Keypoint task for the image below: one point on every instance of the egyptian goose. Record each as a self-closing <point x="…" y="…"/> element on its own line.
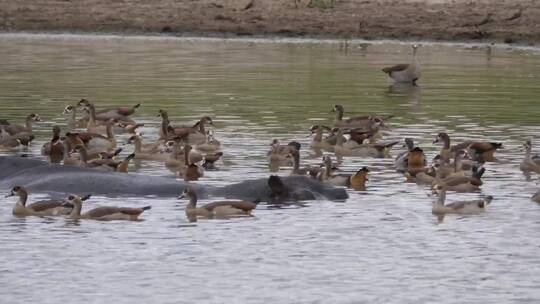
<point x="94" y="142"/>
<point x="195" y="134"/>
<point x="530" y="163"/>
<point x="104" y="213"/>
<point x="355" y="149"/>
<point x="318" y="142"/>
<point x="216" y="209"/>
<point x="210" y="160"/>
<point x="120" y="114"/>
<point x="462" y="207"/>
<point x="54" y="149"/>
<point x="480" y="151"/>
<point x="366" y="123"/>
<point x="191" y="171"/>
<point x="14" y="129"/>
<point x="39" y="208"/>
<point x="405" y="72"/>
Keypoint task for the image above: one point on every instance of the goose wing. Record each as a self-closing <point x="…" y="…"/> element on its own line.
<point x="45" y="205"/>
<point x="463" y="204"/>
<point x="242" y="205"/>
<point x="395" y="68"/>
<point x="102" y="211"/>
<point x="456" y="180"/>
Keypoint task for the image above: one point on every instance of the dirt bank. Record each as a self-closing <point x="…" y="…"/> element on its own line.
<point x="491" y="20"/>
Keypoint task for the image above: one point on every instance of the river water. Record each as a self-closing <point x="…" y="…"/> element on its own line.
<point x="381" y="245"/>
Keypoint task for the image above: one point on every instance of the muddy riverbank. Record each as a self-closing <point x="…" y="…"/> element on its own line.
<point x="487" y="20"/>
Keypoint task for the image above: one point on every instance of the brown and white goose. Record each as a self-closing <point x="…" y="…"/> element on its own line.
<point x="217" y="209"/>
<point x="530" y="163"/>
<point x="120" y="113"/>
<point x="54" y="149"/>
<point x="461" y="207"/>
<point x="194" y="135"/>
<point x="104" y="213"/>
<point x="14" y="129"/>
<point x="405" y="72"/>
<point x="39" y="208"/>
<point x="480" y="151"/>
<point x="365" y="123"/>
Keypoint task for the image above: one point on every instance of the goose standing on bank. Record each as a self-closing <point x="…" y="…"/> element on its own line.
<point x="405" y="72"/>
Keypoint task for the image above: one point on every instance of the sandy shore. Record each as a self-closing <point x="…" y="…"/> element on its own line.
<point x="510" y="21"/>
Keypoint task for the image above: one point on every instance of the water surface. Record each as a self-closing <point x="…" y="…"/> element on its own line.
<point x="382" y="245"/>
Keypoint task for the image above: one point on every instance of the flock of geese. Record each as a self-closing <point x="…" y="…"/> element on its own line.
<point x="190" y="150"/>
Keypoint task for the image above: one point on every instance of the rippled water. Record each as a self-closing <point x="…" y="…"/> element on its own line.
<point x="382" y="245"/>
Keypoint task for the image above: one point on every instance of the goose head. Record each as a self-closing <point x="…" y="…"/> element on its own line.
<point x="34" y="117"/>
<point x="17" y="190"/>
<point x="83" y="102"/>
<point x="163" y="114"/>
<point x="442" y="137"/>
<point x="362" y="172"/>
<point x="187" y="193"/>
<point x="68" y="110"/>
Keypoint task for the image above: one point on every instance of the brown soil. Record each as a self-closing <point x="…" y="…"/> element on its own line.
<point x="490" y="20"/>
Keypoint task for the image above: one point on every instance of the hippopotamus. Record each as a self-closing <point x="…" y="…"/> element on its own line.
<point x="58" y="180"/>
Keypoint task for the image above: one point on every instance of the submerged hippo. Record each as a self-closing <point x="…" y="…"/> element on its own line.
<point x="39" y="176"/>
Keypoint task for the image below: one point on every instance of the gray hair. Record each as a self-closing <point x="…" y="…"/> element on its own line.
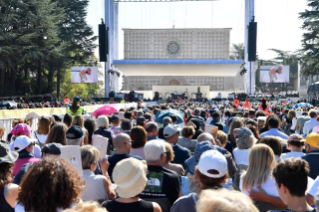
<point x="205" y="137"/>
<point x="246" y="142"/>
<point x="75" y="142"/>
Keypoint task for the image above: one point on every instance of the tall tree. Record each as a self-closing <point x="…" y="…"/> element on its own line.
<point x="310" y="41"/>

☆ ☆ ☆ ☆ ☆

_TASK GOAL:_
With the pictures removed, repeat the listing above exactly as it stands.

_ANSWER TO THIS EXERCISE:_
Keypoint task for the image below: one point on every instance of the egyptian goose. Record each as a self-closing <point x="…" y="…"/> element on its own line.
<point x="94" y="142"/>
<point x="195" y="134"/>
<point x="530" y="163"/>
<point x="104" y="213"/>
<point x="355" y="149"/>
<point x="318" y="142"/>
<point x="216" y="209"/>
<point x="210" y="160"/>
<point x="120" y="114"/>
<point x="462" y="207"/>
<point x="54" y="149"/>
<point x="480" y="151"/>
<point x="366" y="123"/>
<point x="191" y="171"/>
<point x="14" y="129"/>
<point x="39" y="208"/>
<point x="405" y="72"/>
Keypoint task for the image above: one point on every instance of the goose wing. Record each as a self-closing <point x="…" y="…"/> element on its own line.
<point x="45" y="205"/>
<point x="463" y="204"/>
<point x="242" y="205"/>
<point x="395" y="68"/>
<point x="102" y="211"/>
<point x="456" y="180"/>
Keypoint task for the image above: one point on every instance of the dirt bank. Record each as a self-closing <point x="…" y="…"/> element on its own line.
<point x="491" y="20"/>
Keypoint task for the image above: one point on every instance of the river water. Record each as a self-closing <point x="…" y="…"/> element on its own line.
<point x="381" y="245"/>
Keypoint task for the image above: one point on every instance of the muddy riverbank. Record each as a self-closing <point x="…" y="…"/> element on its own line.
<point x="487" y="20"/>
Keypoint task for the image above: one point on every instance of the brown and white goose. Record each as a self-closing <point x="…" y="…"/> element on its own line.
<point x="217" y="209"/>
<point x="530" y="163"/>
<point x="120" y="113"/>
<point x="54" y="149"/>
<point x="461" y="207"/>
<point x="194" y="135"/>
<point x="104" y="213"/>
<point x="14" y="129"/>
<point x="405" y="72"/>
<point x="39" y="208"/>
<point x="480" y="151"/>
<point x="365" y="123"/>
Keypoint task for the image above: one point on every instance of the goose standing on bank. Record each as a self-closing <point x="…" y="…"/> element on its own line.
<point x="405" y="72"/>
Keypoint task for the image above: one point on every instance of the sandy shore. Record each as a self-closing <point x="…" y="…"/> element on its own line.
<point x="510" y="21"/>
Keypoint task for the image above: one point on every instance of the water surface. Record each as a self-closing <point x="…" y="…"/> element on its own line.
<point x="382" y="245"/>
Keypoint task for the image above: one point on every instance of the flock of geese. Record each as a self-closing <point x="…" y="…"/> element on its own line.
<point x="190" y="150"/>
Keypoint task for the image above: one point on every instance of the rippled water. Record each as a self-closing <point x="…" y="…"/> element on its own line.
<point x="382" y="245"/>
Keypoint task for the image above: one point on every instance of the goose head. Record each as a self-closing <point x="…" y="…"/> element on its own line.
<point x="34" y="117"/>
<point x="17" y="190"/>
<point x="83" y="102"/>
<point x="163" y="114"/>
<point x="442" y="137"/>
<point x="362" y="172"/>
<point x="187" y="193"/>
<point x="68" y="110"/>
Keypoint task for the image above: one point on every instance of the brown soil. Record each as a self-closing <point x="…" y="…"/> element on its own line.
<point x="490" y="20"/>
Keypoint task for the image above: one point on every instance of the hippopotamus. Record each as a self-closing <point x="…" y="…"/> element on its own line.
<point x="58" y="180"/>
Keypoint task for the image above: one point on every instance of the submerged hippo. Record each as a self-closing <point x="…" y="…"/> element on its own line.
<point x="39" y="176"/>
Keypoint task for the image below: one point on every instance of the gray hair. Record each as a self-closing <point x="…" y="…"/> element on its own line.
<point x="205" y="137"/>
<point x="246" y="142"/>
<point x="75" y="142"/>
Keypoint task for the image above: one point on every instance of the tall tree. Record each as a self-closing <point x="…" y="…"/> element on its own line.
<point x="310" y="41"/>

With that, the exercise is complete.